● **Given text**
============================================================
Billy Walton Band Among Artists to Perform at Lizzie Rose Music Room This Winter

Jan 14, 2019

The Lizzie Rose Music Room in Tuckerton, “an intimate non-profit venue where you are always up close and personal with the performers,” presents world-class original and tribute music by national and international acts, celebrated recording artists and local independent musicians. Open year ’round, the venue has established itself as a staple of live entertainment in Southern Ocean County. Shows generally start at 7 or 7:30, and tickets, ranging from $20 to $40, can be purchased online or at the door. All events are BYOB.

Coming up on Saturday, Jan. 19, revisit the music of Steely Dan with tribute band The Royal Scam. With a repertoire of more than 40 Steely Dan classics, the band helps keep the compositions of Donald Fagen and Walter Becker, along with their enthusiasm and the spirit of jazz, rock and blues, alive. Start time is 7:30, and tickets are $32 in advance or $42 at the door.
============================================================
● **Provided data**
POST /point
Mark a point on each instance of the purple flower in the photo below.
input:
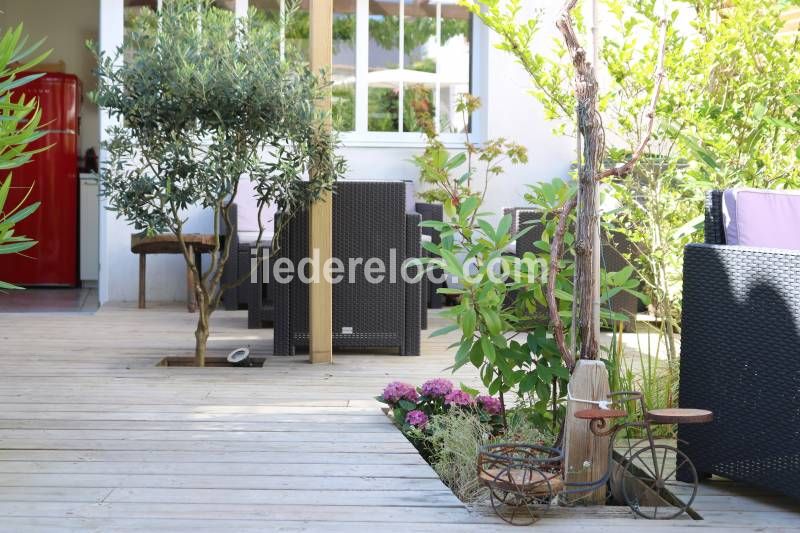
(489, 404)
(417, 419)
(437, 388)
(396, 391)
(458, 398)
============================================================
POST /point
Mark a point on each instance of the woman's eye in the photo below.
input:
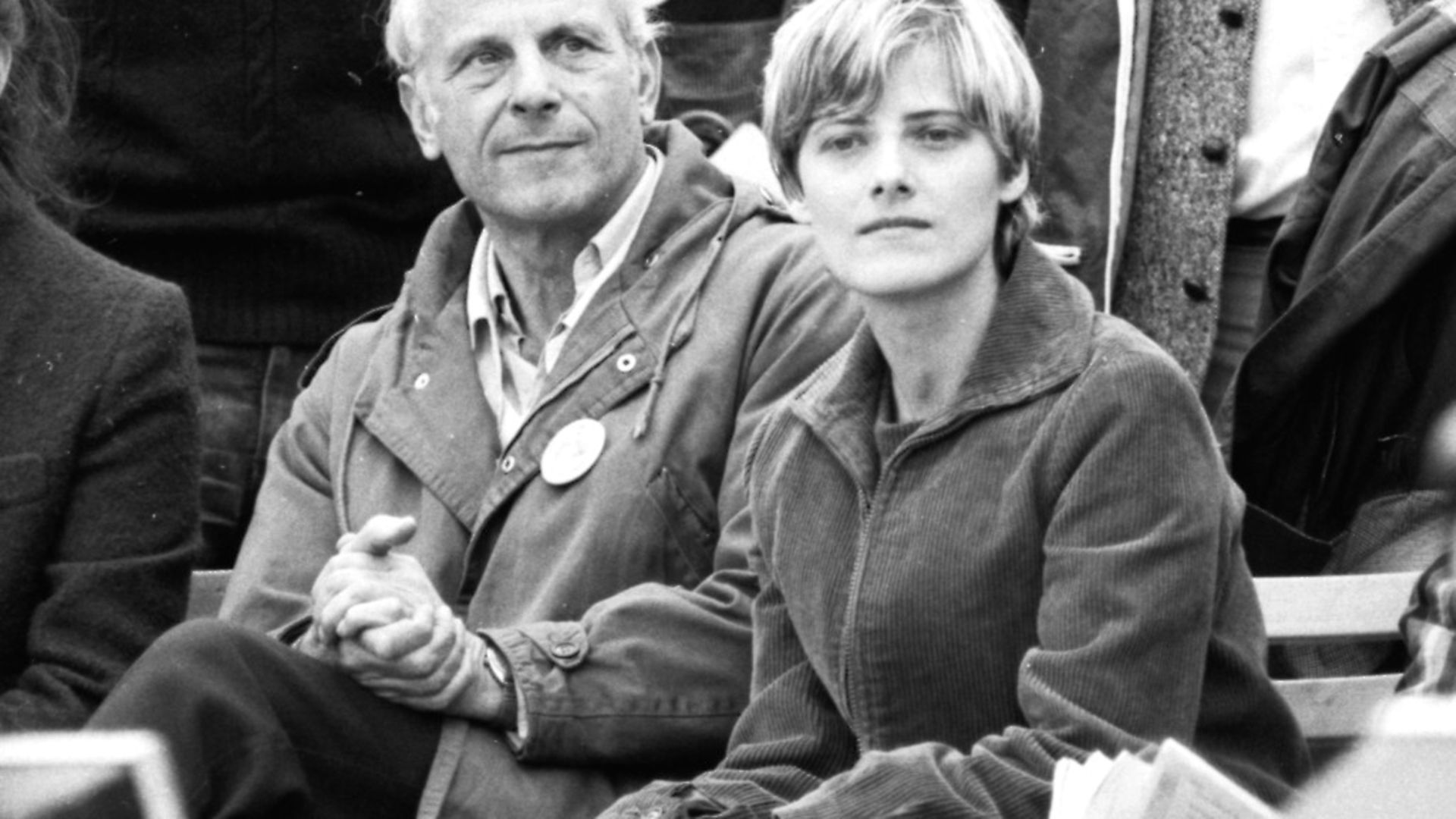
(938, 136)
============================================================
● **Exercises**
a. In the article about the Lizzie Rose Music Room, rewrite the paragraph beginning "The Lizzie Rose Music Room in Tuckerton" as a short bulleted list that keeps its main facts.
b. According to the music room article, how many Steely Dan classics does The Royal Scam have in its repertoire?

● **Results in order**
a.
- Intimate non-profit venue in Tuckerton, close to the performers
- Presents original and tribute music by national, international, recording, and local independent artists
- Open year-round; a staple of live entertainment in Southern Ocean County
- Shows usually start at 7 or 7:30
- Tickets cost $20 to $40, sold online or at the door
- All events are BYOB

b. More than 40.